In the records below, replace "manhole cover" with "storm drain" wherever it occurs and leave everything else unchanged.

-- DATASET RECORDS --
+===+

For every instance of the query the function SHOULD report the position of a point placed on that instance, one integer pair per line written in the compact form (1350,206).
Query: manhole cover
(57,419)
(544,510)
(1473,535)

+===+

-- TASK SOLUTION --
For every instance of the query the function SHOULD report the position of a point placed on that instance, one integer pair per line written in the compact form (1350,206).
Query: storm drain
(57,419)
(544,510)
(1473,535)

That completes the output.